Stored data
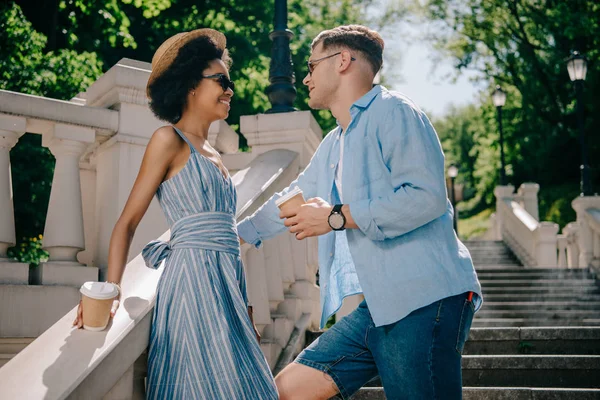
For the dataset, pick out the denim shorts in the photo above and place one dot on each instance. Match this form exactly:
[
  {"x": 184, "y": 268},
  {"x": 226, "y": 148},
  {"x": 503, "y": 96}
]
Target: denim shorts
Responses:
[{"x": 418, "y": 357}]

__Task to complete__:
Rewrite the lines above with every "denim shorts" changed to "cargo shorts" and nothing else altered. Leave the pictures out.

__Response to this exercise__:
For the dataset, pick out the cargo shorts in the photo above and place one dot on each instance. Match this form exactly:
[
  {"x": 184, "y": 268},
  {"x": 226, "y": 148},
  {"x": 503, "y": 96}
]
Target: cargo shorts
Responses:
[{"x": 418, "y": 357}]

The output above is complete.